Instrução dada a
Digite novamente, sem nenhuma alteração, a resenha de “A face mais doce do Azar” inteira.

Texto extraído
Alerta: O texto a seguir é uma resenha do livro “A face mais doce do Azar” que contem descrições de violência sexual, depressão e suicídio. Se você se incomoda ou é sensível a esse tipo de conteúdo, não prossiga com a leitura ou siga com cautela.

Em “A Face mais doce do Azar” Vera Saad faz um relato real e comovente sobre a ascensão e crise financeira de uma família antes e depois do governo do ex-presidente Fernando Collor de Mello. A narrativa se desenrola pelo olhar de Dubianca ou Bianca, que vive os conflitos da adolescência em meio à estabilidade e depois decadência financeira de sua família.

O contexto histórico da obra

Uma história recente no imaginário dos brasileiros, o governo de Fernando Collor de Mello (1990-1992) foi marcado por uma série de escândalos de corrupção que culminaram em seu impeachment. 

O principal pivô desses escândalos foi Paulo César Farias, conhecido como PC Farias, que era o tesoureiro da campanha de Collor e se tornou uma figura central nas denúncias. Além disso, embora não seja um escândalo de corrupção no mesmo sentido, o confisco de depósitos bancários e cadernetas de poupança em 1990 gerou enorme insatisfação popular, assim como desconfiança no governo. 

O confisco foi parte de uma medida para controlar a hiperinflação, mas afetou diretamente a vida dos cidadãos que não puderam acessar suas economias. Essa ação governamental foi amplamente criticada e vista como uma violação da segurança financeira dos cidadãos.

Enredo

Dubianca é uma jovem adolescente que vive com os pais na casa da avó. No entanto, a relação familiar não é fácil e, após receber uma proposta para abrir um negócio do irmão Arthur, Antônio, o pai de Bianca, decide se mudar com a esposa Lisa e a filha para a casa de Arthur.

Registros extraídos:
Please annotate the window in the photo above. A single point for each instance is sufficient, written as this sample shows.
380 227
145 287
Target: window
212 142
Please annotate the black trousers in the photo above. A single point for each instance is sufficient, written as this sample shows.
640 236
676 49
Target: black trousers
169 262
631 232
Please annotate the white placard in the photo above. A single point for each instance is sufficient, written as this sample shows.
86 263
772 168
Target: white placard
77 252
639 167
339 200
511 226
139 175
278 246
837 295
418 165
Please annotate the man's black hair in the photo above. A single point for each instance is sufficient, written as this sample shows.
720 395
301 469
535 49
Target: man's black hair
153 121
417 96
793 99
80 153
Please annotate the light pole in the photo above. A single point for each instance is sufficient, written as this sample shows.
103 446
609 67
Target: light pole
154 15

Instrução dada b
Reescreva as linhas dos registros no trecho que vai da linha que contém "Please annotate the light" até o fim dos registros, ambas as pontas incluídas, pedidos incluídos. Multiplique por 2,1 cada coordenada das respostas e arredonde para o inteiro mais próximo, com metades para cima.

Resposta da tarefa a
Alerta: O texto a seguir é uma resenha do livro “A face mais doce do Azar” que contem descrições de violência sexual, depressão e suicídio. Se você se incomoda ou é sensível a esse tipo de conteúdo, não prossiga com a leitura ou siga com cautela.

Em “A Face mais doce do Azar” Vera Saad faz um relato real e comovente sobre a ascensão e crise financeira de uma família antes e depois do governo do ex-presidente Fernando Collor de Mello. A narrativa se desenrola pelo olhar de Dubianca ou Bianca, que vive os conflitos da adolescência em meio à estabilidade e depois decadência financeira de sua família.

O contexto histórico da obra

Uma história recente no imaginário dos brasileiros, o governo de Fernando Collor de Mello (1990-1992) foi marcado por uma série de escândalos de corrupção que culminaram em seu impeachment. 

O principal pivô desses escândalos foi Paulo César Farias, conhecido como PC Farias, que era o tesoureiro da campanha de Collor e se tornou uma figura central nas denúncias. Além disso, embora não seja um escândalo de corrupção no mesmo sentido, o confisco de depósitos bancários e cadernetas de poupança em 1990 gerou enorme insatisfação popular, assim como desconfiança no governo. 

O confisco foi parte de uma medida para controlar a hiperinflação, mas afetou diretamente a vida dos cidadãos que não puderam acessar suas economias. Essa ação governamental foi amplamente criticada e vista como uma violação da segurança financeira dos cidadãos.

Enredo

Dubianca é uma jovem adolescente que vive com os pais na casa da avó. No entanto, a relação familiar não é fácil e, após receber uma proposta para abrir um negócio do irmão Arthur, Antônio, o pai de Bianca, decide se mudar com a esposa Lisa e a filha para a casa de Arthur.

Resposta da tarefa b
Please annotate the light pole in the photo above. A single point for each instance is sufficient, written as this sample shows.
103 446
609 67
Target: light pole
323 32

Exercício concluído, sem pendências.